Activity list:
1. From the passage on China's medical reform plans, copy the text from "The meeting decided" up to and including "system would be established.".
2. Decide whether each statement agrees with the passage on China's medical reform plans: (a) each person covered by the systems receives the annual subsidy from 2010; (b) government at all levels is estimated to invest US$123 billion by 2011; (c) the coverage target for the rural and urban population is at least 80 per cent. For each, answer yes or no and quote the words from the passage that decide it.

Supplied passage:
○ ○ ○ ○

According to reform plans, authorities would take measures within three years to provide basic medical security to all Chinese in urban and rural areas, improve the quality of medical services, and make medical services more accessible and affordable for ordinary people.

The meeting decided to take the following five measures by 2011:

  • Increase the amount of rural and urban population covered by the basic medical insurance system or the new rural cooperative medical system to at least 90 per cent by 2011. Each person covered by the systems would receive an annual subsidy of US$17.50 from 2010.

  • Build a basic medicine system that includes a catalogue of necessary drugs produced and distributed under government control and supervision starting from this year. All medicine included would be covered by medical insurance, and a special administration for the system would be established.

  • Improve services of grassroots medical institutions, especially hospitals at county levels, township clinics or those in remote villages, and community health centres in less developed cities.

  • Gradually provide equal public health services in both rural and urban areas in the country.

  • Launch a pilot programme starting from this year to reform public hospitals in terms of their administration, operation and supervision, in order to improve the quality of their services.

    According to preliminary estimates, government at all levels would invest US$123 billion by 2011 in order to carry out the five measures which are aimed at providing universal basic medical service to all Chinese citizens, and to pave the road for further medical reforms.

○ ○ ○ ○

Data:
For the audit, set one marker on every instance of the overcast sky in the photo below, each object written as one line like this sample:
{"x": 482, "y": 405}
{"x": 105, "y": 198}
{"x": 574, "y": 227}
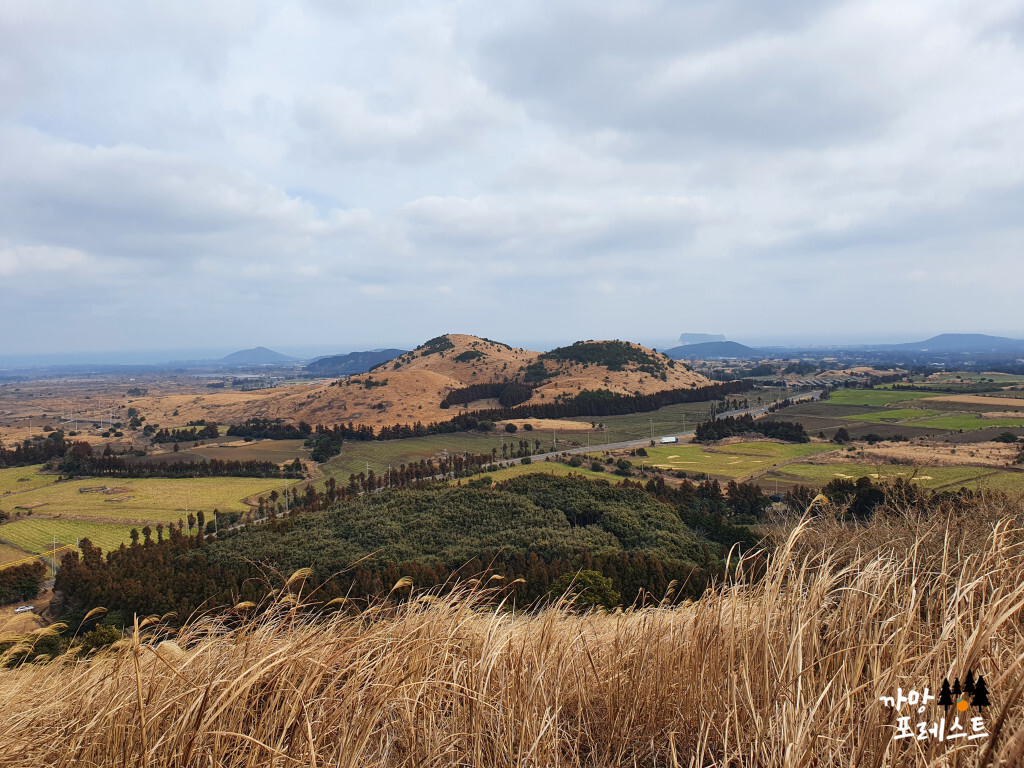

○ ○ ○ ○

Exercise answers:
1.
The meeting decided to take the following five measures by 2011:

  • Increase the amount of rural and urban population covered by the basic medical insurance system or the new rural cooperative medical system to at least 90 per cent by 2011. Each person covered by the systems would receive an annual subsidy of US$17.50 from 2010.

  • Build a basic medicine system that includes a catalogue of necessary drugs produced and distributed under government control and supervision starting from this year. All medicine included would be covered by medical insurance, and a special administration for the system would be established.

2.
(a) Yes: "Each person covered by the systems would receive an annual subsidy of US$17.50 from 2010."
(b) Yes: "government at all levels would invest US$123 billion by 2011"
(c) No: "to at least 90 per cent by 2011"